**Outline annotation records:**
▬▬▬▬▬▬▬▬▬▬
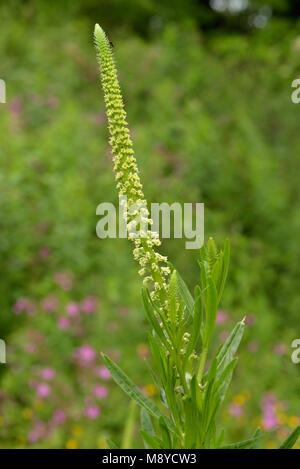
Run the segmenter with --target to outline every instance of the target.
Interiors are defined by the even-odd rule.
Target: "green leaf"
[[[170,319],[171,324],[173,326],[176,325],[176,317],[177,317],[177,304],[178,304],[178,276],[177,272],[174,269],[170,282],[169,282],[169,289],[168,289],[168,296],[169,296],[169,312],[170,312]]]
[[[112,440],[106,440],[107,446],[109,449],[119,449],[119,447],[116,445],[116,443]]]
[[[238,346],[240,345],[240,342],[242,340],[244,329],[245,322],[244,320],[242,320],[238,322],[237,325],[234,327],[233,331],[231,332],[229,337],[227,337],[225,343],[217,354],[218,376],[221,375],[228,363],[231,362],[231,360],[233,359],[238,349]]]
[[[163,330],[160,327],[156,317],[154,316],[153,307],[149,301],[149,292],[145,288],[142,289],[142,298],[143,298],[143,303],[144,303],[144,309],[145,309],[148,321],[150,322],[150,325],[152,326],[156,334],[159,336],[162,343],[164,345],[167,345],[167,340],[163,333]]]
[[[249,438],[249,440],[239,441],[226,446],[219,446],[218,449],[250,449],[253,447],[253,443],[256,443],[264,436],[263,433]]]
[[[221,282],[219,287],[219,301],[223,294],[223,290],[225,287],[227,275],[228,275],[228,268],[230,262],[230,242],[229,239],[226,239],[224,244],[224,251],[222,253],[222,274],[221,274]]]
[[[206,319],[204,343],[207,344],[215,327],[218,309],[217,289],[215,282],[211,277],[208,278],[207,289],[204,292],[204,298]]]
[[[192,315],[194,311],[194,300],[188,287],[186,286],[184,280],[182,279],[182,277],[179,275],[178,272],[177,272],[177,282],[178,282],[178,292],[185,303],[187,313],[188,315]]]
[[[225,370],[220,375],[220,378],[217,382],[217,392],[220,399],[220,404],[223,402],[226,396],[227,389],[232,379],[232,375],[237,364],[238,359],[233,358],[231,362],[228,363]]]
[[[141,437],[150,449],[165,449],[163,442],[157,437],[149,435],[145,430],[140,430]]]
[[[296,427],[292,433],[287,437],[286,440],[284,440],[283,443],[279,446],[279,449],[291,449],[296,441],[298,440],[298,437],[300,435],[300,426]]]
[[[150,415],[143,407],[141,408],[141,429],[150,436],[155,435]],[[144,445],[146,449],[149,448],[145,440],[144,440]]]
[[[171,420],[163,414],[163,412],[157,407],[154,402],[152,402],[148,397],[146,397],[142,391],[131,381],[130,378],[119,368],[119,366],[114,363],[110,358],[106,355],[102,355],[103,360],[109,369],[113,379],[115,382],[123,389],[123,391],[134,399],[141,407],[143,407],[150,415],[159,419],[162,417],[168,428],[172,431],[176,431],[174,424]]]

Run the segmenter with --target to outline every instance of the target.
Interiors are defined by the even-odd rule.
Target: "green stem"
[[[203,377],[207,351],[208,351],[208,347],[206,346],[202,350],[200,361],[199,361],[199,368],[198,368],[198,373],[197,373],[197,379],[198,379],[199,384],[201,384],[202,377]]]
[[[121,449],[130,449],[132,446],[132,437],[133,437],[133,432],[134,432],[136,407],[137,407],[136,402],[131,401],[125,428],[124,428]]]

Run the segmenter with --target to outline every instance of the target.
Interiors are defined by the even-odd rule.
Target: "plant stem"
[[[130,402],[128,416],[126,419],[126,424],[125,424],[122,443],[121,443],[121,449],[130,449],[132,446],[136,406],[137,404],[135,401]]]
[[[200,361],[199,361],[199,369],[198,369],[198,373],[197,373],[197,378],[198,378],[198,383],[199,384],[201,384],[201,381],[202,381],[202,376],[203,376],[205,362],[206,362],[206,356],[207,356],[207,350],[208,350],[207,346],[205,348],[203,348],[202,353],[201,353],[201,357],[200,357]]]

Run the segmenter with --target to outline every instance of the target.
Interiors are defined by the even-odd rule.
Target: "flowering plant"
[[[228,273],[229,241],[219,250],[210,238],[201,248],[200,285],[193,295],[167,258],[157,252],[160,241],[157,233],[148,230],[152,221],[134,157],[111,45],[99,25],[95,27],[95,43],[117,189],[127,197],[127,229],[143,277],[142,296],[152,328],[149,342],[160,406],[146,397],[110,358],[104,356],[104,361],[114,380],[141,407],[140,434],[146,448],[255,448],[263,437],[260,429],[245,441],[225,445],[224,431],[216,423],[237,363],[235,353],[243,336],[244,320],[234,327],[210,366],[206,366]],[[131,420],[133,416],[131,410]],[[126,427],[128,434],[132,421]],[[299,434],[297,427],[280,447],[291,448]],[[130,445],[130,438],[125,441]],[[116,447],[112,442],[110,446]]]

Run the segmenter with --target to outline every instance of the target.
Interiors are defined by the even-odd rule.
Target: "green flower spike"
[[[152,224],[147,209],[143,186],[139,177],[134,157],[132,140],[126,121],[122,94],[117,77],[112,49],[103,29],[95,26],[95,45],[101,70],[101,82],[104,91],[109,143],[114,157],[114,173],[120,196],[127,197],[127,229],[129,238],[134,242],[134,258],[140,264],[139,274],[144,277],[144,285],[152,284],[152,299],[166,300],[166,278],[170,273],[166,265],[167,258],[156,252],[159,246],[158,234],[143,229]],[[122,200],[121,200],[122,202]],[[139,235],[137,235],[137,230]]]

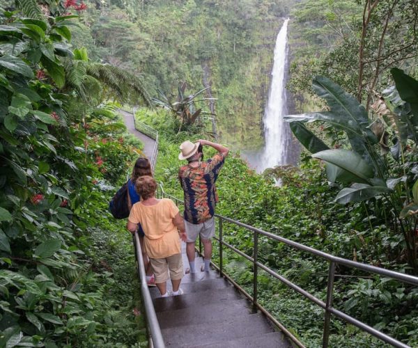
▬▬▬▬▬▬▬▬▬▬
**SET PROBLEM:**
Find every line in the lines above that contains the word "stem" and copy each one.

**SOLUTION TO THIS TASK:**
Target: "green stem"
Target: "plant stem"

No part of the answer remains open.